▶ **INFORMATION GIVEN**
┄┄┄┄┄┄┄┄┄┄
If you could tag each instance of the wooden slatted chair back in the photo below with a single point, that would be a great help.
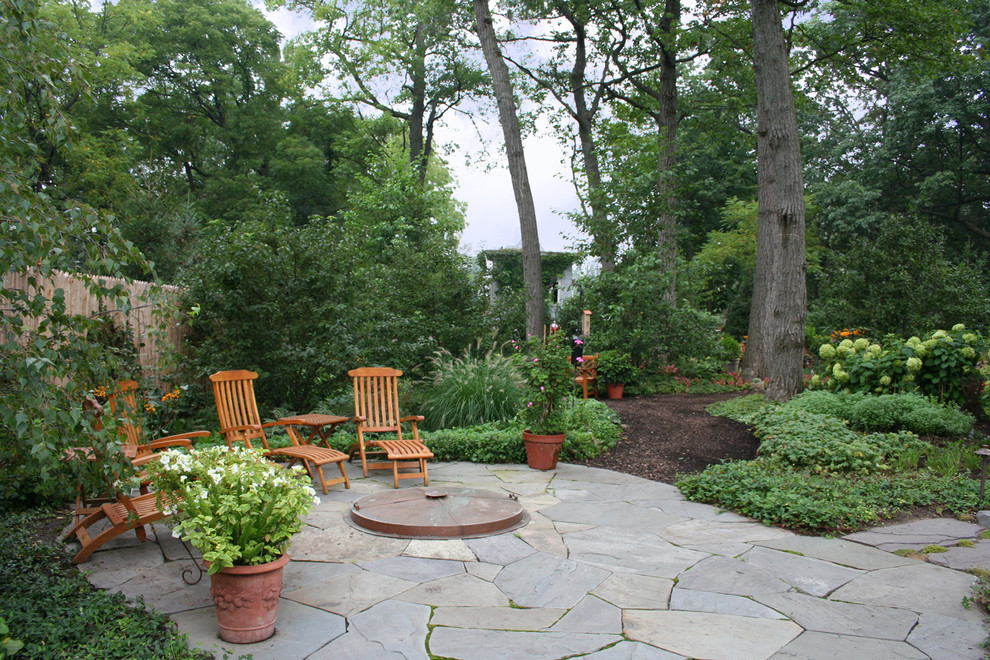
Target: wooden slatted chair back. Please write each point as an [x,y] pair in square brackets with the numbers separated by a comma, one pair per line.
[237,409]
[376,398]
┄┄┄┄┄┄┄┄┄┄
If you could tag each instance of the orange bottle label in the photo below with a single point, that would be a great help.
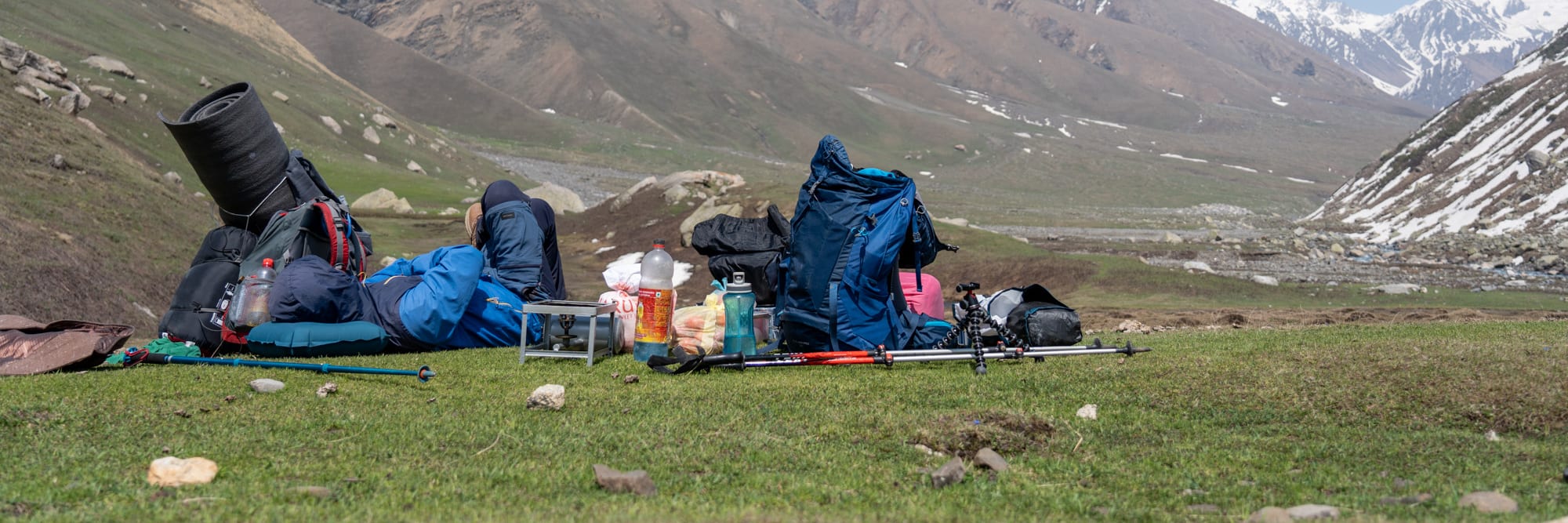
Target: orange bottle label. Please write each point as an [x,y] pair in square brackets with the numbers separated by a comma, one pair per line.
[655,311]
┄┄┄┄┄┄┄┄┄┄
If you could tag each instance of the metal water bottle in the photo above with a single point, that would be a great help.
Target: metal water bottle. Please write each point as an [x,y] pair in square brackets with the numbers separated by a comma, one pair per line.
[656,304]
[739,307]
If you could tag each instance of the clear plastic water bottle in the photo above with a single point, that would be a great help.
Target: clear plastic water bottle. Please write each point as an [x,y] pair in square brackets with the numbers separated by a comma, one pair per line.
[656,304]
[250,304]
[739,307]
┄┄┄┄┄┄┄┄┄┄
▶ **DIRECTION**
How many lines in the items above contain the string "orange"? Reply with the number alone.

▶ **EXPECTED ANSWER**
2